- _Work item_
Whenever a line in this data holds the word "entrance", report that line in full.

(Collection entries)
* * *
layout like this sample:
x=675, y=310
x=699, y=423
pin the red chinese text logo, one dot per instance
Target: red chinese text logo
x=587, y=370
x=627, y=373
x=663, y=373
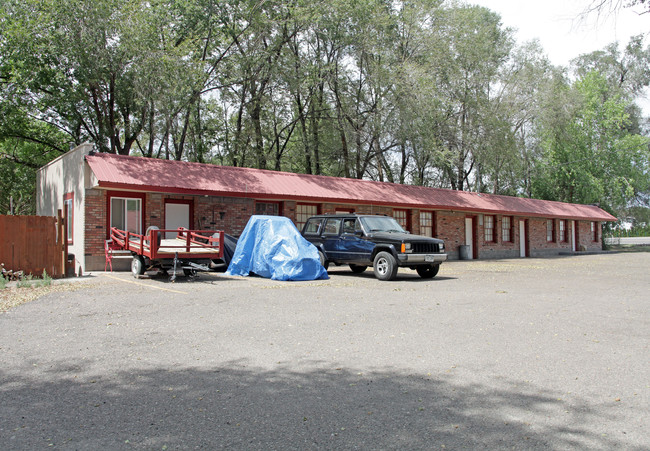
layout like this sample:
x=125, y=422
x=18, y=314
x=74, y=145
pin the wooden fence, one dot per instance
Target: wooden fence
x=34, y=244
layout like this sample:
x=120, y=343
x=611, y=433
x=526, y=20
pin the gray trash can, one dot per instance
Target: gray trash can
x=463, y=252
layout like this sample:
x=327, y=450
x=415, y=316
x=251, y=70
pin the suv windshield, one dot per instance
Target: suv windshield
x=381, y=224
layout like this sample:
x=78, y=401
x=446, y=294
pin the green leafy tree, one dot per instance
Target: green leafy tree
x=591, y=157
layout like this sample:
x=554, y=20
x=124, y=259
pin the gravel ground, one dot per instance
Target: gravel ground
x=523, y=354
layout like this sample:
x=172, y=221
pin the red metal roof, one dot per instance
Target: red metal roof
x=166, y=176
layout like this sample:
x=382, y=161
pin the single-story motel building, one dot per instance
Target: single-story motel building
x=102, y=190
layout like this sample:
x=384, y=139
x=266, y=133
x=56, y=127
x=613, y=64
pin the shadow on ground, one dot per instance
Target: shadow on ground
x=238, y=407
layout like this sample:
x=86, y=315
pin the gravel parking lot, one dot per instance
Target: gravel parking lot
x=524, y=354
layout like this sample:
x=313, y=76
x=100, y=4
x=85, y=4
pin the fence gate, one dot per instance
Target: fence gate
x=34, y=244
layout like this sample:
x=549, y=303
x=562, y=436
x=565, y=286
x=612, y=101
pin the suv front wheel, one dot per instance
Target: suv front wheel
x=385, y=266
x=428, y=272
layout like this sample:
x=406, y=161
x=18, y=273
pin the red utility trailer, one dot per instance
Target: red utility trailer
x=189, y=250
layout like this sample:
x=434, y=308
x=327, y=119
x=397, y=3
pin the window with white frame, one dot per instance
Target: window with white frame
x=488, y=228
x=594, y=231
x=550, y=230
x=68, y=203
x=267, y=208
x=426, y=223
x=506, y=228
x=304, y=212
x=126, y=214
x=401, y=216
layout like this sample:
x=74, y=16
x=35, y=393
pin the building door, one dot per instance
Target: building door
x=523, y=239
x=469, y=236
x=176, y=215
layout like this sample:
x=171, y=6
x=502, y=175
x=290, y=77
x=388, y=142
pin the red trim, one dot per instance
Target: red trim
x=70, y=226
x=183, y=202
x=317, y=200
x=278, y=203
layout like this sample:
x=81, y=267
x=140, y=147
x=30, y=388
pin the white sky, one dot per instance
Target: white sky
x=561, y=31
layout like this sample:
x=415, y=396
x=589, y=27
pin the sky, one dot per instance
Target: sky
x=559, y=27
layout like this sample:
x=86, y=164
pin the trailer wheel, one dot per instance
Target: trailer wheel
x=137, y=266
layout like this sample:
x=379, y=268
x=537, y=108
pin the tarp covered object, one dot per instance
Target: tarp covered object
x=272, y=247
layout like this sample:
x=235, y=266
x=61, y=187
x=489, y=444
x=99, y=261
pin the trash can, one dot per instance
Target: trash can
x=463, y=252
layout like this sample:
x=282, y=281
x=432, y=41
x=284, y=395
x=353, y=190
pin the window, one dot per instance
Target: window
x=550, y=230
x=313, y=226
x=426, y=223
x=332, y=227
x=351, y=225
x=126, y=214
x=267, y=208
x=563, y=236
x=304, y=212
x=506, y=228
x=401, y=216
x=488, y=227
x=68, y=204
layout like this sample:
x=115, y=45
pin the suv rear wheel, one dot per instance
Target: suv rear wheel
x=385, y=266
x=324, y=263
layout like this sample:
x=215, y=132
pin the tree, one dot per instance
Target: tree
x=592, y=158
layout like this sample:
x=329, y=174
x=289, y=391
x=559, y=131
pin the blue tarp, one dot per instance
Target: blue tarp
x=272, y=247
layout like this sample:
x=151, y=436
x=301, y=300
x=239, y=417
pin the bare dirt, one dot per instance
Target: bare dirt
x=524, y=354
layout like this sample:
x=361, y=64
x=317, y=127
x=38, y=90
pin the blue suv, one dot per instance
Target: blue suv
x=371, y=240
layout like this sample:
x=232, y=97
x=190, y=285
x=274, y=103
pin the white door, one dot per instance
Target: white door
x=522, y=239
x=574, y=235
x=469, y=237
x=176, y=215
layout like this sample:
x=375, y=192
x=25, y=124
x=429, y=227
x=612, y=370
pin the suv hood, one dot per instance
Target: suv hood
x=398, y=236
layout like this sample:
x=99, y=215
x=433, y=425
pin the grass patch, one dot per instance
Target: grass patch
x=628, y=247
x=13, y=296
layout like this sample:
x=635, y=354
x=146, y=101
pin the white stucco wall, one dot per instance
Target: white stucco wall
x=66, y=174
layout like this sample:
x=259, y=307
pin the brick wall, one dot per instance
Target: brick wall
x=232, y=214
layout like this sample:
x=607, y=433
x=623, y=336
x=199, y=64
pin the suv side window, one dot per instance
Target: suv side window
x=350, y=225
x=332, y=227
x=313, y=226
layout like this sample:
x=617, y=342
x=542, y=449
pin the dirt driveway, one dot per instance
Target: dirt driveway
x=523, y=354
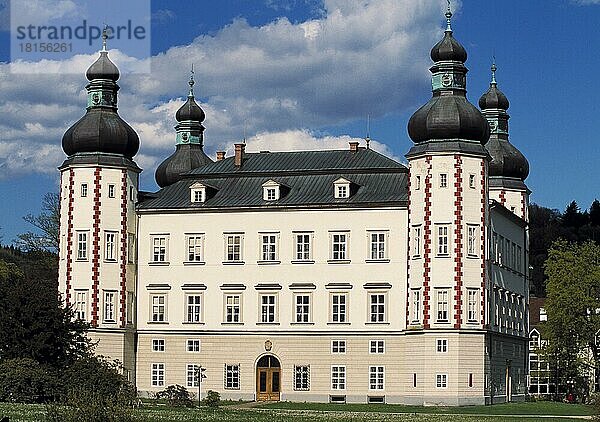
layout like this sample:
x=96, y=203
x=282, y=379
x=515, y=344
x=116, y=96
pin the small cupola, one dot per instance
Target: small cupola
x=189, y=147
x=101, y=130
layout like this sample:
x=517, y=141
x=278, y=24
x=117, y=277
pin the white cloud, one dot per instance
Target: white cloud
x=361, y=57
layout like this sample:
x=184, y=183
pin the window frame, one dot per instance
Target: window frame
x=381, y=243
x=157, y=380
x=194, y=244
x=231, y=378
x=109, y=307
x=233, y=306
x=345, y=305
x=194, y=310
x=376, y=377
x=338, y=377
x=338, y=346
x=237, y=248
x=265, y=316
x=158, y=309
x=110, y=248
x=342, y=244
x=377, y=317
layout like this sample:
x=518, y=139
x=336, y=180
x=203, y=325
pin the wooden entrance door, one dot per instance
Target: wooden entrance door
* * *
- _Written response_
pin the wooden entrance door, one dot per instance
Target: wooden entrance door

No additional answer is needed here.